-- start of Input --

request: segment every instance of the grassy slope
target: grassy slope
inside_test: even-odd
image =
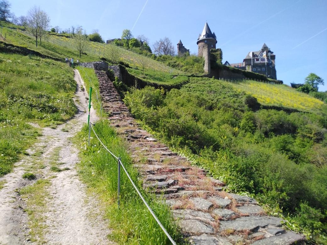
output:
[[[231,85],[237,91],[252,94],[263,105],[312,111],[323,104],[321,101],[285,85],[273,85],[251,80],[231,83]]]
[[[77,58],[79,55],[77,51],[74,49],[46,41],[45,40],[43,41],[41,45],[39,43],[37,47],[34,39],[27,36],[20,30],[4,27],[3,34],[4,35],[7,34],[5,41],[6,42],[37,51],[45,55],[62,59],[63,60],[66,57]],[[84,56],[81,60],[82,62],[86,62],[98,59],[98,57],[90,54]]]
[[[191,78],[190,80],[191,82],[184,85],[182,89],[205,91],[209,94],[214,95],[219,92],[220,86],[228,85],[232,86],[239,92],[252,95],[262,105],[304,111],[314,111],[323,104],[322,101],[285,85],[274,85],[251,80],[236,83],[206,78]]]
[[[3,23],[2,22],[3,24]],[[12,25],[11,27],[14,27]],[[49,35],[43,41],[41,46],[36,48],[34,38],[28,35],[27,32],[4,27],[4,35],[7,33],[6,41],[13,44],[27,47],[43,54],[63,59],[66,56],[77,58],[78,55],[74,47],[72,39],[54,35]],[[131,66],[141,69],[144,65],[147,69],[166,72],[172,72],[176,74],[185,73],[174,69],[161,62],[150,58],[139,55],[129,50],[113,45],[108,45],[92,41],[87,42],[85,52],[87,55],[82,55],[81,62],[98,60],[101,57],[109,58],[111,52],[114,50],[120,60],[128,63]]]
[[[63,63],[0,53],[0,176],[39,136],[27,123],[54,127],[75,114],[72,78]]]

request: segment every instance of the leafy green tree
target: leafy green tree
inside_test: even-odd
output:
[[[87,39],[87,35],[85,31],[83,32],[83,29],[81,27],[79,27],[74,36],[73,39],[74,41],[74,46],[79,52],[80,58],[81,57],[82,52],[84,52],[86,48]]]
[[[324,79],[317,76],[314,73],[311,73],[304,79],[305,84],[311,86],[314,90],[313,91],[317,92],[318,91],[318,86],[319,84],[324,85]]]
[[[311,85],[307,84],[303,84],[301,87],[299,87],[296,89],[296,90],[297,91],[305,93],[309,93],[310,92],[315,91],[315,90]]]
[[[150,46],[149,46],[149,44],[148,44],[147,42],[144,42],[141,45],[141,49],[147,51],[149,53],[152,53],[152,50],[151,50],[151,48],[150,47]]]
[[[92,34],[90,34],[89,35],[89,38],[90,39],[90,41],[93,42],[97,42],[101,43],[104,42],[101,35],[97,32],[94,32]]]
[[[139,48],[141,46],[141,43],[136,38],[132,38],[129,40],[129,48]]]
[[[50,18],[48,14],[40,9],[39,7],[34,6],[28,11],[27,16],[27,26],[28,31],[35,38],[36,46],[38,46],[38,39],[41,38],[45,34],[49,28]]]
[[[128,29],[123,30],[122,33],[122,39],[124,41],[124,46],[125,47],[129,46],[129,41],[133,38],[133,35],[131,32]]]

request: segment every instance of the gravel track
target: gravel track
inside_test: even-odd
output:
[[[77,87],[74,98],[78,111],[75,117],[57,128],[44,128],[39,142],[27,151],[32,153],[42,149],[40,156],[24,156],[15,165],[13,171],[0,178],[5,187],[0,190],[0,244],[32,244],[28,232],[28,217],[23,211],[26,204],[15,191],[34,182],[22,178],[26,170],[33,164],[42,163],[45,167],[39,170],[38,179],[49,179],[51,184],[47,191],[51,198],[47,199],[45,212],[43,215],[47,228],[43,236],[47,244],[108,244],[107,236],[110,233],[105,221],[101,218],[96,199],[87,195],[86,187],[79,179],[76,165],[79,159],[78,150],[71,138],[80,130],[87,122],[88,96],[78,71],[74,70]],[[96,120],[95,111],[91,108],[90,120]],[[65,128],[68,132],[63,132]],[[50,170],[54,151],[59,151],[58,162],[60,168],[69,170],[59,172]],[[34,237],[36,238],[36,237]],[[37,237],[36,237],[37,239]]]

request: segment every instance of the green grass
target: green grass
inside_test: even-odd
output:
[[[29,233],[31,240],[38,244],[45,242],[44,235],[47,226],[43,214],[46,212],[46,199],[50,198],[47,189],[51,183],[47,179],[38,180],[33,185],[21,189],[19,194],[26,204],[24,211],[28,215]]]
[[[92,87],[93,89],[91,99],[92,105],[96,111],[98,115],[100,115],[100,105],[97,99],[98,99],[99,101],[101,101],[101,97],[99,93],[99,80],[94,72],[94,70],[92,68],[86,68],[80,66],[78,67],[77,68],[84,81],[84,84],[88,94],[89,92],[90,87]],[[96,94],[97,94],[97,97]]]
[[[306,94],[296,91],[287,85],[274,85],[247,80],[230,82],[207,78],[191,77],[190,82],[184,85],[181,91],[200,92],[210,97],[221,98],[234,97],[235,92],[250,94],[262,105],[284,107],[300,111],[312,112],[318,109],[323,102]],[[230,86],[235,90],[221,94],[220,88]]]
[[[65,170],[69,170],[70,169],[69,168],[64,168],[62,169],[60,169],[60,168],[58,168],[58,167],[56,166],[52,166],[51,168],[50,168],[50,170],[51,171],[53,171],[54,172],[61,172],[63,171],[65,171]]]
[[[0,53],[0,176],[41,135],[29,122],[52,126],[75,114],[73,77],[63,63]]]
[[[282,106],[311,112],[318,109],[323,102],[287,85],[247,80],[230,83],[238,91],[251,94],[262,105]]]
[[[171,73],[145,69],[144,72],[138,69],[126,68],[129,73],[148,83],[153,83],[163,85],[174,85],[182,84],[188,81],[186,76],[173,75]],[[181,72],[179,74],[184,74]]]
[[[180,239],[169,207],[157,201],[154,195],[143,190],[142,182],[138,179],[138,171],[133,166],[125,142],[117,136],[106,120],[97,122],[95,127],[108,148],[121,157],[132,179],[169,234],[175,239]],[[89,190],[100,197],[105,218],[113,229],[110,238],[123,244],[170,244],[124,173],[121,174],[121,205],[118,209],[117,161],[104,149],[93,134],[90,146],[87,145],[88,132],[88,127],[85,125],[76,138],[81,149],[79,173]]]
[[[3,23],[2,22],[0,22],[1,24]],[[6,34],[5,41],[6,42],[37,51],[44,55],[61,59],[63,61],[66,57],[73,57],[75,59],[79,58],[79,53],[77,50],[64,45],[60,45],[60,43],[58,44],[51,43],[51,41],[47,41],[46,40],[44,39],[42,41],[42,45],[40,45],[39,40],[37,47],[34,38],[26,35],[19,30],[4,27],[3,34],[4,35]],[[94,56],[90,54],[87,56],[84,56],[80,60],[81,62],[88,62],[98,59],[99,57],[97,56]]]
[[[0,24],[4,23],[3,22],[0,22]],[[63,60],[66,57],[73,57],[75,59],[79,57],[79,54],[74,47],[74,41],[72,38],[54,35],[48,35],[43,40],[42,45],[38,46],[37,48],[34,37],[28,36],[27,32],[14,29],[19,27],[14,25],[11,25],[10,27],[11,28],[4,27],[3,30],[4,35],[7,33],[6,41],[7,42],[27,47],[46,55],[62,59]],[[91,41],[87,43],[85,51],[87,55],[82,55],[79,59],[81,62],[84,62],[98,60],[101,57],[109,58],[111,52],[113,49],[117,54],[120,61],[127,63],[134,67],[140,69],[143,65],[145,65],[147,69],[154,70],[166,72],[172,71],[176,74],[184,73],[172,68],[161,62],[122,48]]]
[[[33,173],[30,172],[25,173],[22,177],[23,179],[27,179],[29,180],[35,179],[36,178],[35,174]]]

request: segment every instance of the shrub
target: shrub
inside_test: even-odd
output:
[[[243,99],[244,104],[253,111],[256,111],[260,109],[260,103],[258,102],[258,100],[255,97],[247,94]]]

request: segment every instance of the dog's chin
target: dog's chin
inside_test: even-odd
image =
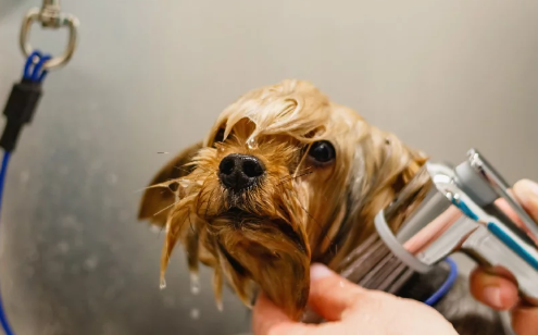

-- end of Input --

Short task:
Gather each line of the records above that contains the word "every", and treat uppercase and lowercase letters as different.

Finished exercise:
request: segment every instance of the grassy slope
request: segment every instance of the leafy green tree
request: segment every instance of the gravel track
request: segment every instance of the green grass
request: segment every instance of the shrub
request: segment every instance of the dog's chin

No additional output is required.